BEGIN INFORMATION GIVEN

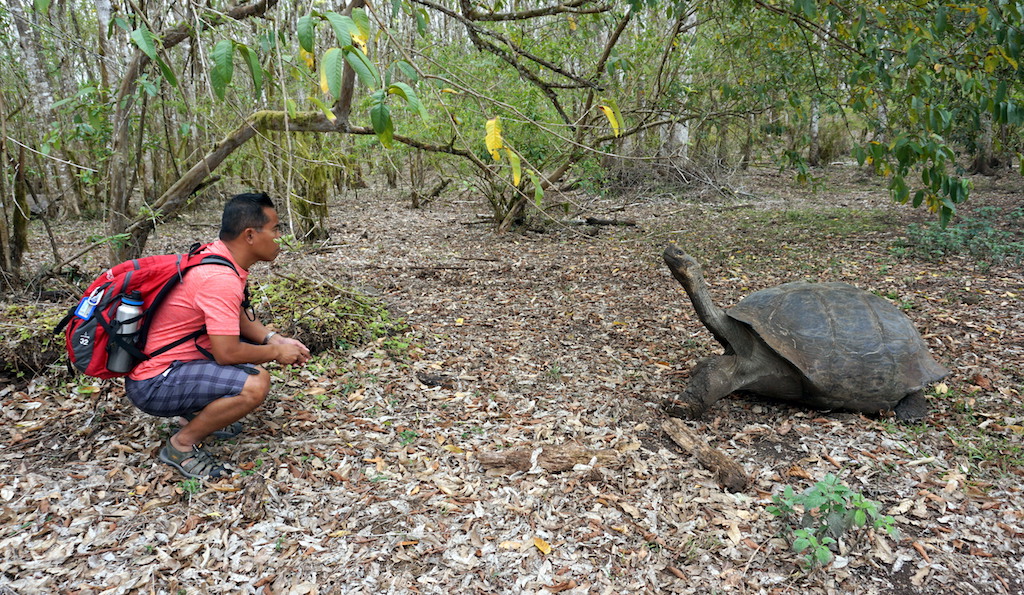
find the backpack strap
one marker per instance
(194, 251)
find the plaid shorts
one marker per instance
(186, 387)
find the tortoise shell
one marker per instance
(853, 347)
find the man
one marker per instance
(214, 394)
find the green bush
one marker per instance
(825, 511)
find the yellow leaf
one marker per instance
(307, 57)
(516, 167)
(494, 137)
(610, 115)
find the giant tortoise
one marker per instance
(824, 345)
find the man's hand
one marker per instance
(290, 350)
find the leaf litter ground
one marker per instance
(360, 473)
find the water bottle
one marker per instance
(127, 319)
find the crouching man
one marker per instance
(216, 380)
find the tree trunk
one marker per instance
(814, 151)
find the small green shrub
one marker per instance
(980, 237)
(825, 511)
(324, 315)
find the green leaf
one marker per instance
(380, 117)
(333, 66)
(323, 108)
(516, 166)
(223, 67)
(408, 70)
(361, 22)
(305, 29)
(421, 22)
(145, 42)
(167, 72)
(343, 28)
(406, 92)
(364, 68)
(538, 188)
(913, 55)
(941, 19)
(255, 70)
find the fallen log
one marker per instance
(551, 458)
(728, 472)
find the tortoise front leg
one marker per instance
(713, 378)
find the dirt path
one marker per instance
(363, 471)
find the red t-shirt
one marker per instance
(211, 295)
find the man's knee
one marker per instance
(256, 388)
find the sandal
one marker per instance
(196, 463)
(225, 433)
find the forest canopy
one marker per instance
(126, 112)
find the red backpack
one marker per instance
(91, 328)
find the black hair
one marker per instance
(244, 211)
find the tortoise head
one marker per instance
(687, 271)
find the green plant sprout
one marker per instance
(826, 511)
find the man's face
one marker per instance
(264, 242)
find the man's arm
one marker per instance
(228, 349)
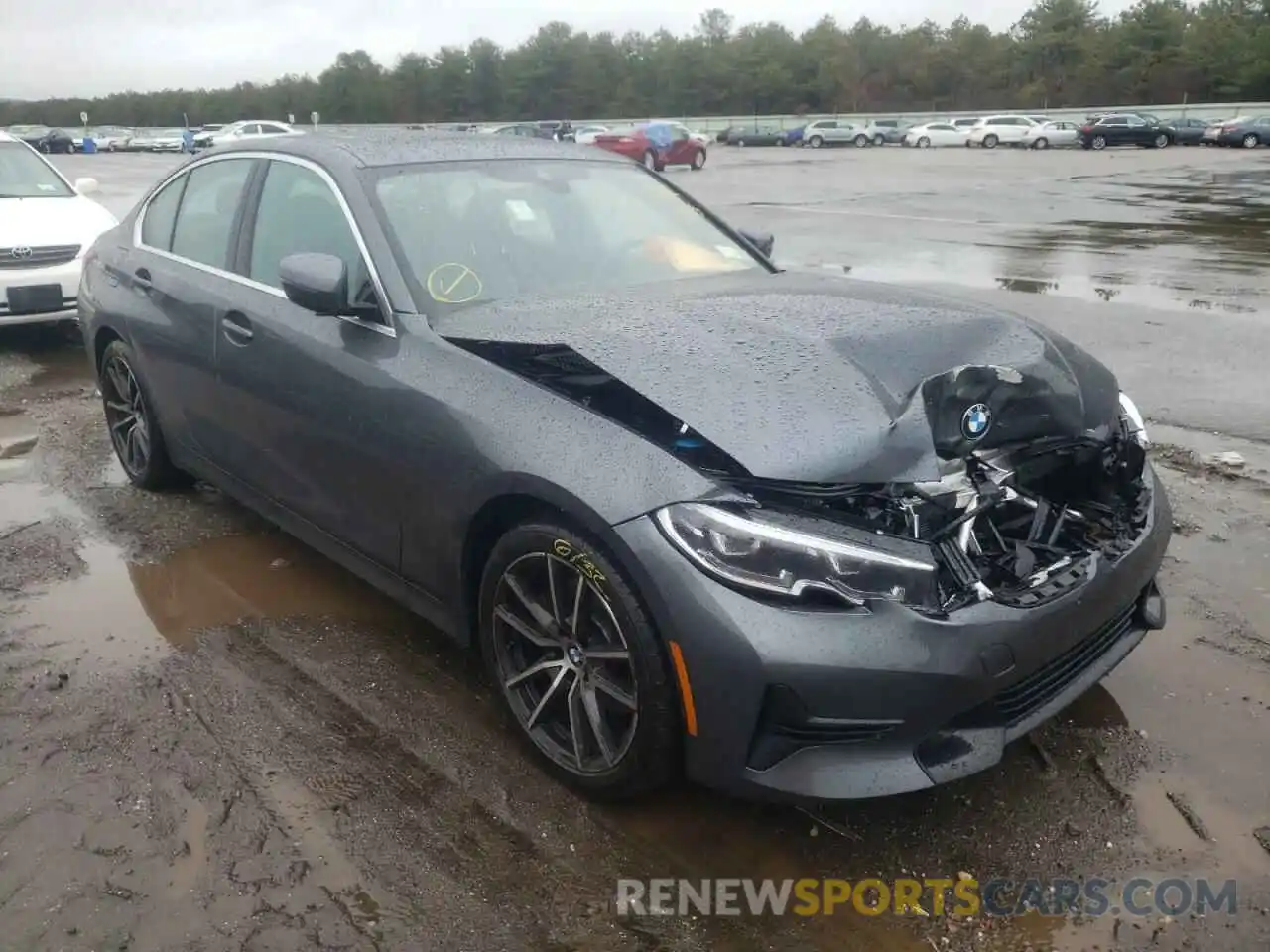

END INFORMATION GIVEN

#### TASK DETAILS
Please state only the number of lines above that hold the string "backpack".

#### RESPONSE
2